(begin)

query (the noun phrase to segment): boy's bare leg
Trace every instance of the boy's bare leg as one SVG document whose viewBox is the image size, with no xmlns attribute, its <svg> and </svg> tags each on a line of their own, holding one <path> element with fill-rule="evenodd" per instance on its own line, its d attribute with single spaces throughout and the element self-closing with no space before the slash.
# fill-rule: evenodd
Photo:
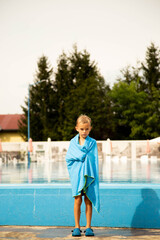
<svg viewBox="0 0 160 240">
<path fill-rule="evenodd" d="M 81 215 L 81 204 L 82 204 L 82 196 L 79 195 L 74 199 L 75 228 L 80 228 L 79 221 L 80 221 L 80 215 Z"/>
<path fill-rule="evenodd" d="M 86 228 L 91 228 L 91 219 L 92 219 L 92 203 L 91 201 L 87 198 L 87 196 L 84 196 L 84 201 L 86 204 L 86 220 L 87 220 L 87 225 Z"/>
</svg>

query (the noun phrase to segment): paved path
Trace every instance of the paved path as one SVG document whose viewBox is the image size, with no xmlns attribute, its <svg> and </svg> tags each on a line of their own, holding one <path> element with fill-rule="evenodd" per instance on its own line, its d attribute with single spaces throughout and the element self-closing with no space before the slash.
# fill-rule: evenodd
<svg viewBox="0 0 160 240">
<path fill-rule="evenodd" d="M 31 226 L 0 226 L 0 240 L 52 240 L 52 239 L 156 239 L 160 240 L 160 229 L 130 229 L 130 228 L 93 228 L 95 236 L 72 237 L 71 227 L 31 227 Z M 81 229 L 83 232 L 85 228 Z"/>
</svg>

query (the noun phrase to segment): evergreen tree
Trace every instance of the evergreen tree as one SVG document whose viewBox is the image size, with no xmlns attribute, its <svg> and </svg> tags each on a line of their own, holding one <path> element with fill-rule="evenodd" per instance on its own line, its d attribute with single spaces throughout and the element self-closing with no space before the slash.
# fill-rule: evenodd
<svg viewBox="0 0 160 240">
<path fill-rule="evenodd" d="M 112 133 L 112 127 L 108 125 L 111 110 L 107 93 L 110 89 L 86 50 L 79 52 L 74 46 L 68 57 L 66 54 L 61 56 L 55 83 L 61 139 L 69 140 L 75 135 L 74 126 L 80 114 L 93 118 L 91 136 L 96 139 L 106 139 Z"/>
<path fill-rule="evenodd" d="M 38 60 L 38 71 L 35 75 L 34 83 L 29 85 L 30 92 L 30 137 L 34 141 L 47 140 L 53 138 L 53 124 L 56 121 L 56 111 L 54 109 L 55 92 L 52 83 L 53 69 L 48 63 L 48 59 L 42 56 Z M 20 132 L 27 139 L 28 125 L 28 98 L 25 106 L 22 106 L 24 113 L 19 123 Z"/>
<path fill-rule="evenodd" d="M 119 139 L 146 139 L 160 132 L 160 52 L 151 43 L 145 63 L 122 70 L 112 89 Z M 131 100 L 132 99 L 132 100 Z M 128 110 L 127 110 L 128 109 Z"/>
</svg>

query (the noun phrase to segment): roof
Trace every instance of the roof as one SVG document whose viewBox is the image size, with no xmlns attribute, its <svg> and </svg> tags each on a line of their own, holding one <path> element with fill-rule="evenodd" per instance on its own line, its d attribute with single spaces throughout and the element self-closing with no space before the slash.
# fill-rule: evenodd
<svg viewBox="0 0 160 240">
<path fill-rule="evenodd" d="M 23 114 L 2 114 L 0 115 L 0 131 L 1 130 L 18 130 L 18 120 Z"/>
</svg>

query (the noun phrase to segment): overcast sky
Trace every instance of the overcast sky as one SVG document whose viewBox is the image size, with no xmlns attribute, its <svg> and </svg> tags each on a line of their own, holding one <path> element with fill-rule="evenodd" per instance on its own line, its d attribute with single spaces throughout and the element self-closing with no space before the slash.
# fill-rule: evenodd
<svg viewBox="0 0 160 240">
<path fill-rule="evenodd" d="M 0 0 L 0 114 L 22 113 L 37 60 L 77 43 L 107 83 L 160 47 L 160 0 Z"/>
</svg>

(end)
(begin)

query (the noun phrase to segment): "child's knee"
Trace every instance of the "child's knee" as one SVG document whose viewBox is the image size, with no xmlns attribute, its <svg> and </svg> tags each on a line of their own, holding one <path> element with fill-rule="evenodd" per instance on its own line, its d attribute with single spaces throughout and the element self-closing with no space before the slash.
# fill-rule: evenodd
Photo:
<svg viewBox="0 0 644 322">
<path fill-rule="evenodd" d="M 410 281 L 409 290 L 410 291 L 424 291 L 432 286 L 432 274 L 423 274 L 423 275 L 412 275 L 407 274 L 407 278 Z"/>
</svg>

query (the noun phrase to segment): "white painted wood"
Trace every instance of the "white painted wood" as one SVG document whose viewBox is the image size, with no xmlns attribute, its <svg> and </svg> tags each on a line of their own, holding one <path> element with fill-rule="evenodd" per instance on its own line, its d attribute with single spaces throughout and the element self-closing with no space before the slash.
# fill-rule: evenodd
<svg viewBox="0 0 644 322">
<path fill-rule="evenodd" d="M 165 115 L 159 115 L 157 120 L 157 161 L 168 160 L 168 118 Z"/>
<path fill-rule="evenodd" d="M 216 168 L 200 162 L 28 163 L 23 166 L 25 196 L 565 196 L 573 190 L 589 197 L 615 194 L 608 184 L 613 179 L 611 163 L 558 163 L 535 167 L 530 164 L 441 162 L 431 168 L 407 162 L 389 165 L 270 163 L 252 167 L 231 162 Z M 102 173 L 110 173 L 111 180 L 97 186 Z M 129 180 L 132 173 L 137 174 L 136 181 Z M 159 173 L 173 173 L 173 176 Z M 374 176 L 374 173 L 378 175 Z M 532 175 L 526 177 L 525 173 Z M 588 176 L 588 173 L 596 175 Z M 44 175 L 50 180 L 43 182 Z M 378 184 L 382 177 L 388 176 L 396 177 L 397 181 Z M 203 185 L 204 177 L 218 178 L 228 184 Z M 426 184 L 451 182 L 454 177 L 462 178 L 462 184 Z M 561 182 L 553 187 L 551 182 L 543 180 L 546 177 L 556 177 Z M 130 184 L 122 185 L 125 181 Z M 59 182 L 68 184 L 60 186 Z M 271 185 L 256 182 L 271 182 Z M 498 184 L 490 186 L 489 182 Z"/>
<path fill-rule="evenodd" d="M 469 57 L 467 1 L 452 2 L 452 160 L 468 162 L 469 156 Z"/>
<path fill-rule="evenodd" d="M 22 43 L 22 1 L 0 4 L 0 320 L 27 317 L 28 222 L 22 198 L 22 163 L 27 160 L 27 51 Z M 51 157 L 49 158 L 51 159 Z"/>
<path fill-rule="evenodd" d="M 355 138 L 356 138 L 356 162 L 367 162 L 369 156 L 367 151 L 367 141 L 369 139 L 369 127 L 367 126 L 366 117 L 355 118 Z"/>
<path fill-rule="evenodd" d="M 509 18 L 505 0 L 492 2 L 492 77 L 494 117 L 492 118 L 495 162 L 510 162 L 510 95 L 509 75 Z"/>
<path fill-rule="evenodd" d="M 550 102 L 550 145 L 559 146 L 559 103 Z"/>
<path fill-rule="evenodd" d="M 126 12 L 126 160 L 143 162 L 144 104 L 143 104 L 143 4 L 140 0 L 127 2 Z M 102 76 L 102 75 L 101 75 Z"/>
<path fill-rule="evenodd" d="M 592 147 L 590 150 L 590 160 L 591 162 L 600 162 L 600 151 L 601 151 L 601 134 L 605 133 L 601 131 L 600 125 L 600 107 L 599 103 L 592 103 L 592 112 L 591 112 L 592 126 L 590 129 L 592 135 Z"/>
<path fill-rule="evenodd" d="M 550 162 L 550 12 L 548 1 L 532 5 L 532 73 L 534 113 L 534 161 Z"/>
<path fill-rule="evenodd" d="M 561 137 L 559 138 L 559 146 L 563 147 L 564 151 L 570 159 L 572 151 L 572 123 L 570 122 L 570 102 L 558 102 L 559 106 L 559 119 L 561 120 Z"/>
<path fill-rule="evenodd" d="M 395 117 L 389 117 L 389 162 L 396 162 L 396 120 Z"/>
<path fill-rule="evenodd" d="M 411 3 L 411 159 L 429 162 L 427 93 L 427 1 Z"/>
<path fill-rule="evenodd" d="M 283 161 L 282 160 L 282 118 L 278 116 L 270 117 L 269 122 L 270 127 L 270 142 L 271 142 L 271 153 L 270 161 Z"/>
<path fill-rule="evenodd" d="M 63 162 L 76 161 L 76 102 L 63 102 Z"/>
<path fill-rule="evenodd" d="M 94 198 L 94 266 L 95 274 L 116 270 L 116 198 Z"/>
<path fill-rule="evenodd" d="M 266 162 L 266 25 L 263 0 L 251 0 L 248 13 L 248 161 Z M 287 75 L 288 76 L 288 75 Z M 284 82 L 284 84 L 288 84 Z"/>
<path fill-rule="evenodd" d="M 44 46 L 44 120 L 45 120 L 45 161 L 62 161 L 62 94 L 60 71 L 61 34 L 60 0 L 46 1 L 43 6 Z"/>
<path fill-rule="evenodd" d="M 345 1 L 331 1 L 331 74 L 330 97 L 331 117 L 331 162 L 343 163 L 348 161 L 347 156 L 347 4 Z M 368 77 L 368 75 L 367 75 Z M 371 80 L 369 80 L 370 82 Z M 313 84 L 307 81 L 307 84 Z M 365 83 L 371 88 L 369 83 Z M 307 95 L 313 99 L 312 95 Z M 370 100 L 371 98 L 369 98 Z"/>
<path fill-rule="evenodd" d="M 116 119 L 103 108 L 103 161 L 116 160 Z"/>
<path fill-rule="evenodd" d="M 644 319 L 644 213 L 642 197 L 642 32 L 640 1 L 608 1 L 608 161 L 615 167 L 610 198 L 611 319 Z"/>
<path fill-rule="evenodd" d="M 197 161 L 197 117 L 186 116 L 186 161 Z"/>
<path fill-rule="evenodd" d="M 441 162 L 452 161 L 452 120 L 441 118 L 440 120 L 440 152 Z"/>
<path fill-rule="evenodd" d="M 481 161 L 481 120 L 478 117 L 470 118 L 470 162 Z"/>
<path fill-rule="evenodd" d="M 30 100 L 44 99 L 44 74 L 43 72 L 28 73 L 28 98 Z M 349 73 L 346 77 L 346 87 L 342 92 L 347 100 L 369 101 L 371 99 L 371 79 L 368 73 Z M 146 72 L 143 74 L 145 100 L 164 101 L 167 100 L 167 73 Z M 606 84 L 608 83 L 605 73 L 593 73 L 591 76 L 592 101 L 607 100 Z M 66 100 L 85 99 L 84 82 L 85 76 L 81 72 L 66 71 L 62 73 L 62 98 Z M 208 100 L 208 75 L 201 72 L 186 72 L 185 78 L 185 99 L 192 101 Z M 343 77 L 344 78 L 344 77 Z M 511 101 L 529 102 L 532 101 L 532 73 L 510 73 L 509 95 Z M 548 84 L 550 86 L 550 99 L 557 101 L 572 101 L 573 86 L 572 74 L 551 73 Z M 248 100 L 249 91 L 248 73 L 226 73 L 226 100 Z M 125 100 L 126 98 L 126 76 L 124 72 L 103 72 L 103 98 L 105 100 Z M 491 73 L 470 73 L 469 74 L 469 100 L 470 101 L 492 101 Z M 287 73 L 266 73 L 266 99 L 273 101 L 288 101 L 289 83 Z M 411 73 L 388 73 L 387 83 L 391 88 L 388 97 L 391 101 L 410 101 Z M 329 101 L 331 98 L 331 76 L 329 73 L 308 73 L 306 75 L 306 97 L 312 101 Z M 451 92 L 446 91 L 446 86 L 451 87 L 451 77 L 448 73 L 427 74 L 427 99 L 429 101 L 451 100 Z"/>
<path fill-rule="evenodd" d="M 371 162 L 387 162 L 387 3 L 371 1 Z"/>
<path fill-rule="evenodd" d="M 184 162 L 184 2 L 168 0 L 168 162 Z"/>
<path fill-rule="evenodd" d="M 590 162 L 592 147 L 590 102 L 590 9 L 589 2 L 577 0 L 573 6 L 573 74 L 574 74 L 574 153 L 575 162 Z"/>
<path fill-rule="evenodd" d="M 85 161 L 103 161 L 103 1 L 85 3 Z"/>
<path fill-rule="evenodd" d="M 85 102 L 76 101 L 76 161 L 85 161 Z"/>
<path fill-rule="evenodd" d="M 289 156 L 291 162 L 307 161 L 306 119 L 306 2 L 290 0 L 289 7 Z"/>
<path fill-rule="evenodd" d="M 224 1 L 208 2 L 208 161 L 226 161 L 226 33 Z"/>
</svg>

(end)

→ WHAT YOU HAVE TO DO
Convert the stretch of the entries above that opens with the line containing "query (the noun phrase to segment): boy's" and closes with the line containing "81 215 L 81" into a Markdown table with the columns Row and Line, numbering each line and skipping blank ones. Leave the pictures out of the table.

→ FULL ANSWER
| Row | Line |
|---|---|
| 1 | query (the noun phrase to segment): boy's bare leg |
| 2 | Trace every instance of the boy's bare leg as one SVG document whose viewBox is the image size, with no xmlns attribute, its <svg> and </svg> tags each on a line of their own, holding one <path> element with fill-rule="evenodd" per instance on its own line, its d attribute with single spaces throughout and the element self-closing with no space before the slash. |
| 3 | # fill-rule: evenodd |
| 4 | Photo: |
| 5 | <svg viewBox="0 0 160 240"> |
| 6 | <path fill-rule="evenodd" d="M 81 215 L 81 204 L 82 204 L 82 196 L 79 195 L 74 199 L 75 228 L 80 228 L 79 221 L 80 221 L 80 215 Z"/> |